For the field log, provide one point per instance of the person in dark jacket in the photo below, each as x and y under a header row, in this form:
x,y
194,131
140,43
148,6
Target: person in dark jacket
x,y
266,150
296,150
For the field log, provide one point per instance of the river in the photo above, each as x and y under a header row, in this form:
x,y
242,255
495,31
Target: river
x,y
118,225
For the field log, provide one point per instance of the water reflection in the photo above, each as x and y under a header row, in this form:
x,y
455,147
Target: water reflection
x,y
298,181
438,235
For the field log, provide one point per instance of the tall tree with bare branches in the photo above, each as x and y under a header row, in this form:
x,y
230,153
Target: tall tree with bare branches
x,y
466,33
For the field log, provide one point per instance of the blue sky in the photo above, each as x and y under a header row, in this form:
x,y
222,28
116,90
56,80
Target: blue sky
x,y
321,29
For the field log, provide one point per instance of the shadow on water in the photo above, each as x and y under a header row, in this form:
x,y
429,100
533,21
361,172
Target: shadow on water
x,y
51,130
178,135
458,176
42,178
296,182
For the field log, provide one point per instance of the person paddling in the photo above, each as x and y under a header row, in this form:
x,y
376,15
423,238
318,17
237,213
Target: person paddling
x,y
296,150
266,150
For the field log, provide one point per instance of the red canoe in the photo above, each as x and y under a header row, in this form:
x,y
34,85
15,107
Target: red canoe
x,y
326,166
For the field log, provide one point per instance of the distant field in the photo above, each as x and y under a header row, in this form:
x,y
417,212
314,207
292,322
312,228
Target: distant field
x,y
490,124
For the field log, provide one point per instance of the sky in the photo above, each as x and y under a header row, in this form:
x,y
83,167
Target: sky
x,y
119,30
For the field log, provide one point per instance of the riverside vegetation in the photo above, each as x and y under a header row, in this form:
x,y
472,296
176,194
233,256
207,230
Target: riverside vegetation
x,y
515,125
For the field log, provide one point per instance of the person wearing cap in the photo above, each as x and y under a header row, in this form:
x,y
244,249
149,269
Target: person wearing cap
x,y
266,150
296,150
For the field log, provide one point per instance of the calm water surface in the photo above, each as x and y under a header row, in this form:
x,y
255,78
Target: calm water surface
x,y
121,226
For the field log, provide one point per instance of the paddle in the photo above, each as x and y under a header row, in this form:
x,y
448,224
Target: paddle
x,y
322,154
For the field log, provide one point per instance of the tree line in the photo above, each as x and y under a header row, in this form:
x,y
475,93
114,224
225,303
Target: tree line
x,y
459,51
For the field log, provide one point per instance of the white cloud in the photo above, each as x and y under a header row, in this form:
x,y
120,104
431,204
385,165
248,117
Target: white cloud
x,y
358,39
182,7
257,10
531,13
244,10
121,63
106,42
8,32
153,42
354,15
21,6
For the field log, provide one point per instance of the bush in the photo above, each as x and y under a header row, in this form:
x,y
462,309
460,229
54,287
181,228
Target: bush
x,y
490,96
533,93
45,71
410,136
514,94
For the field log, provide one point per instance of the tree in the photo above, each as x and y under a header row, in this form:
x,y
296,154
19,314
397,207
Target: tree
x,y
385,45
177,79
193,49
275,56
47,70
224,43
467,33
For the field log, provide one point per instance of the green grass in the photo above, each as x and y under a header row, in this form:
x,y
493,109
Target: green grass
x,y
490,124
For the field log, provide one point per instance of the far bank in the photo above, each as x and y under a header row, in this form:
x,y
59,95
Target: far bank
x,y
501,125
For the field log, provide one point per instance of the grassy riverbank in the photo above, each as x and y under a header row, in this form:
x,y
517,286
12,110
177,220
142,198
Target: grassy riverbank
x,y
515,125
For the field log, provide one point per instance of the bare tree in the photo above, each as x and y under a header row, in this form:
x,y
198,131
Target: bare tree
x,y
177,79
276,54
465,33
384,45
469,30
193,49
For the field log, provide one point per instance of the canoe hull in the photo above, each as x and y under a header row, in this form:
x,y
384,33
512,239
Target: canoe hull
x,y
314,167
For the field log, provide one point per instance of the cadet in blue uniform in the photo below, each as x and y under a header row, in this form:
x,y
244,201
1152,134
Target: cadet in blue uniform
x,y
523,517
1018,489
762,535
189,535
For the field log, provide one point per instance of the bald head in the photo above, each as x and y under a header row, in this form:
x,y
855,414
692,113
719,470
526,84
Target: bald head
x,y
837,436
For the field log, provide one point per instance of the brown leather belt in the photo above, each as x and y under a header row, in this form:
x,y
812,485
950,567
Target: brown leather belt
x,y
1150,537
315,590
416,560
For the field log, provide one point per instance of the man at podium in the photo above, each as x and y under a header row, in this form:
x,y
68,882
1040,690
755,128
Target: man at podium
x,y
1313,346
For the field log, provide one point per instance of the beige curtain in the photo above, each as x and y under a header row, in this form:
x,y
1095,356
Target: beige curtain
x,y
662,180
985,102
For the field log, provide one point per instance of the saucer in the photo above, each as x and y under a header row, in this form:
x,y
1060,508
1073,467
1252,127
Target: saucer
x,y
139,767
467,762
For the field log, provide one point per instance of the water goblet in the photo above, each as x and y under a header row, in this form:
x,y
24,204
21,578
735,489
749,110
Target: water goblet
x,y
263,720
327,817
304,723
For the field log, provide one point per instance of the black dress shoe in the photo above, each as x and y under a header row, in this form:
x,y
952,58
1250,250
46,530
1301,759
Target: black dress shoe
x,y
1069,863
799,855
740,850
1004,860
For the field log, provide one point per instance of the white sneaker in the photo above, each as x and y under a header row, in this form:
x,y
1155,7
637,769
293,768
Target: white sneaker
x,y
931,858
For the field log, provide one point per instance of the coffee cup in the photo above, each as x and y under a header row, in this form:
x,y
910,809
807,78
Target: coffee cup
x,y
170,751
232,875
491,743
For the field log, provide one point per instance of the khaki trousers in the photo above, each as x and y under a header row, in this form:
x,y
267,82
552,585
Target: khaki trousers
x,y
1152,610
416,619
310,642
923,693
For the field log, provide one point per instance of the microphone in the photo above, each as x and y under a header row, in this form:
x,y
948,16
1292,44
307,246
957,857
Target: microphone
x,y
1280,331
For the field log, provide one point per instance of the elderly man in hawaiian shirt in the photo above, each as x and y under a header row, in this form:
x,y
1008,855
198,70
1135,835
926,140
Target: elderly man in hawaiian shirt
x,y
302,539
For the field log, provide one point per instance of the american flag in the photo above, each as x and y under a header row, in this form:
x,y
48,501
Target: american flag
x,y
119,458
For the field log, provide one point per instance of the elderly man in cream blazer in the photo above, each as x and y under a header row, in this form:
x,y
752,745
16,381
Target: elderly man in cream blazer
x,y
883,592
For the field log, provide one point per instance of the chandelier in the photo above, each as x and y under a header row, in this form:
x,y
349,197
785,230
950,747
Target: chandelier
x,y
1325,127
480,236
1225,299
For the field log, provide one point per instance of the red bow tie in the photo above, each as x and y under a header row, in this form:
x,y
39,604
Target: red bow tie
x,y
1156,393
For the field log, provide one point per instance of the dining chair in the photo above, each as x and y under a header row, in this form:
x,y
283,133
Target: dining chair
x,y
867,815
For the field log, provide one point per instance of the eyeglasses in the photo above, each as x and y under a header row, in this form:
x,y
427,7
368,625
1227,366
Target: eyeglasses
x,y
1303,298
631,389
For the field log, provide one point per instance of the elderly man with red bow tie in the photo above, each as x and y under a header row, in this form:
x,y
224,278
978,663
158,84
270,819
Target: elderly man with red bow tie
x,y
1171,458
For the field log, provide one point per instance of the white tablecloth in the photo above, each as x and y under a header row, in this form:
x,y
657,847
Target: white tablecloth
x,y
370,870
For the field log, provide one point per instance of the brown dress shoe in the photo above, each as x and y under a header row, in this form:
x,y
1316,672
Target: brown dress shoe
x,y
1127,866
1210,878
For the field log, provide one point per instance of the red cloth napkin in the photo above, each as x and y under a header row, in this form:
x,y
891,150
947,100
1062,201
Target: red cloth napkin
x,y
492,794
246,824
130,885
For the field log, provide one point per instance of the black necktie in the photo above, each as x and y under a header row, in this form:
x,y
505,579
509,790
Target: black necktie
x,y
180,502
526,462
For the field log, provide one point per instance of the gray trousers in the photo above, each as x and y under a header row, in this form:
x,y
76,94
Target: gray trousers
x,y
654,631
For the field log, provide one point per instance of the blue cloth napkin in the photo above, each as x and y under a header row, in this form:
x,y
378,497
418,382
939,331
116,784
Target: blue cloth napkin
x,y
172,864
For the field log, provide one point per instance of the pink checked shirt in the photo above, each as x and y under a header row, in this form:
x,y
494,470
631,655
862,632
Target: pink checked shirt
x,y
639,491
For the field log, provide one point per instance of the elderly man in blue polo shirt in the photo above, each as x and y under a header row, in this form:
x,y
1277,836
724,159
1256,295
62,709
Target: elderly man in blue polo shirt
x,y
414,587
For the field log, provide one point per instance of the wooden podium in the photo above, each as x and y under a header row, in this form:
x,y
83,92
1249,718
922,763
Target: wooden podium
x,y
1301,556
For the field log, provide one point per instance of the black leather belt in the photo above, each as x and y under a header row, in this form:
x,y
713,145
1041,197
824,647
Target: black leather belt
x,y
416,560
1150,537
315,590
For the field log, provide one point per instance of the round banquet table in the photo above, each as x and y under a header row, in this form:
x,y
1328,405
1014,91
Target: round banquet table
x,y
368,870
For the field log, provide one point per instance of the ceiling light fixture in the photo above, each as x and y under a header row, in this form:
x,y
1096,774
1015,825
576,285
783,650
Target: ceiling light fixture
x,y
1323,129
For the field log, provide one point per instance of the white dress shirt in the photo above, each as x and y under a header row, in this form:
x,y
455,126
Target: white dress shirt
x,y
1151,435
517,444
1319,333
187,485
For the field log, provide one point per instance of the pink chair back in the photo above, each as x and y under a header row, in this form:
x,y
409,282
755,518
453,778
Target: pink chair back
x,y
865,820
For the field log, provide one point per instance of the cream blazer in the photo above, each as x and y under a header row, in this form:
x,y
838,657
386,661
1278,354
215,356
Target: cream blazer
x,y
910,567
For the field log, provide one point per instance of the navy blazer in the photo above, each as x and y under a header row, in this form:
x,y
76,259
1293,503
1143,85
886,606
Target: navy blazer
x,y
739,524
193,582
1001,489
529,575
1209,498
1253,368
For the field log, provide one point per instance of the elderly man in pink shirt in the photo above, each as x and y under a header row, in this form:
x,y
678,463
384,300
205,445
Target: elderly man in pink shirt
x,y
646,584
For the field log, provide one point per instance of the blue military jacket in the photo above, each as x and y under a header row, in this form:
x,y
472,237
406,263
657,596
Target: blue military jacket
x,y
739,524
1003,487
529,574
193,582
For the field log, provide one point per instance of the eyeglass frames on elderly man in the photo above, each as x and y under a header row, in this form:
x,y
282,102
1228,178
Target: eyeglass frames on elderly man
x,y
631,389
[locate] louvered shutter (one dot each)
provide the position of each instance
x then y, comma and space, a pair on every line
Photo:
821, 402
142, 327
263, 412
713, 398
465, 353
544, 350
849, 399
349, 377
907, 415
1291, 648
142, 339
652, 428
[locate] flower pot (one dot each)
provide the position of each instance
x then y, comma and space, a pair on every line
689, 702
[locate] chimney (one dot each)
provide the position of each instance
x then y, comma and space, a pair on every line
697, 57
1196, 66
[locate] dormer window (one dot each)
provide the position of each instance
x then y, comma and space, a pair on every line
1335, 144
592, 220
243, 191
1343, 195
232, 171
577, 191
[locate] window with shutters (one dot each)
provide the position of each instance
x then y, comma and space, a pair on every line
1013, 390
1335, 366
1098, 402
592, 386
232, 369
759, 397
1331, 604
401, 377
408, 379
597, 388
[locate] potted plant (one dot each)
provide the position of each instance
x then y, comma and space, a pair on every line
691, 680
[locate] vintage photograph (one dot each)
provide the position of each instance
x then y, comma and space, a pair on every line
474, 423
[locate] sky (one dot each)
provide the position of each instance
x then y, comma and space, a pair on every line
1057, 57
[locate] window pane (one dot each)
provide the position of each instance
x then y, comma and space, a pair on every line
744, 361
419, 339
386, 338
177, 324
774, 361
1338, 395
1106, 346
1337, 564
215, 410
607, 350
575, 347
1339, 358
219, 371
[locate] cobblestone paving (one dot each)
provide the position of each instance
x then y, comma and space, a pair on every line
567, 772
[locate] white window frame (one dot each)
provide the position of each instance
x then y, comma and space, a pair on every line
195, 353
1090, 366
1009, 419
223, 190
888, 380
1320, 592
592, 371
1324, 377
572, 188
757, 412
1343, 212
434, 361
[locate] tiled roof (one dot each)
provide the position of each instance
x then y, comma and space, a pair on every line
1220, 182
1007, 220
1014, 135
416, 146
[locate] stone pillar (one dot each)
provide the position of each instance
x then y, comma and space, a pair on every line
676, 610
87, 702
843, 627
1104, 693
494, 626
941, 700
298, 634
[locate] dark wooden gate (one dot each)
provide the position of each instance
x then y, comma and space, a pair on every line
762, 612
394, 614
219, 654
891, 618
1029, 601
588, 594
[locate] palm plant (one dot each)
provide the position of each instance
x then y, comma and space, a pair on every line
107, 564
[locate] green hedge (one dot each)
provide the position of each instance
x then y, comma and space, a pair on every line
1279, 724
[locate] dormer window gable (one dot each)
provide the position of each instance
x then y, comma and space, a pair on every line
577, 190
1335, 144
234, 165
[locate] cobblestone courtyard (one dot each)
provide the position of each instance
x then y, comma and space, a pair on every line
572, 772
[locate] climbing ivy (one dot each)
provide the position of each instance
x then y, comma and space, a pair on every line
....
*WHAT YOU WILL DO*: Repeat only the stretch of lines that opens with the line containing "[locate] sky (one dot each)" and closes with the final line of the entries, both included, exactly as written.

*TASK SOLUTION*:
[locate] sky (one dot each)
provide the position of each instance
x then y, comma and space, a pair on every line
1057, 57
[locate] window pane (one dot each)
provide the position of each instance
x then y, comma and space, a pair on every line
744, 361
419, 339
386, 338
177, 324
774, 361
1338, 395
1106, 346
1337, 564
215, 410
607, 350
575, 347
1339, 358
219, 371
[locate] cobblestone paving (one dot each)
provide the position of each instance
x then y, comma and space, a pair on every line
567, 772
[locate] white window frame (one dot each)
provide the position of each instance
x then y, comma and space, a pair on every line
195, 353
1090, 366
1009, 419
223, 190
888, 380
1320, 592
592, 371
1324, 377
572, 188
757, 412
1343, 212
434, 361
[locate] tiled roof (one dot each)
provide the position of each instance
x then y, comma and space, a pair on every line
1220, 182
1007, 220
1014, 135
416, 146
[locate] stone pillar (one dot each)
provide the position of each instance
x then y, comma and space, a pair on every line
676, 610
87, 702
843, 627
1104, 693
494, 626
941, 700
298, 634
[locate] dark wooden gate (one dot each)
provide the position of each instance
x then y, comma and space, a pair on every line
762, 612
394, 614
219, 654
891, 618
1029, 601
588, 594
[locate] palm plant (one dot each)
provide the position of each instance
x then y, comma and space, a pair on every line
107, 564
[locate] green hedge (one dot each)
provide the position of each instance
x then y, comma and space, a pair on every line
1279, 724
[locate] dormer window gable (one dot each)
provide the position of each instance
x then y, comma and space, a pair on every line
577, 190
1335, 144
234, 165
[locate] cobblestone courtyard (one dot each)
provide the position of each instance
x then y, comma and space, a pair on every line
572, 772
[locate] climbing ivy (one dot each)
provide the position of each instance
x then y, comma and space, a pair on every line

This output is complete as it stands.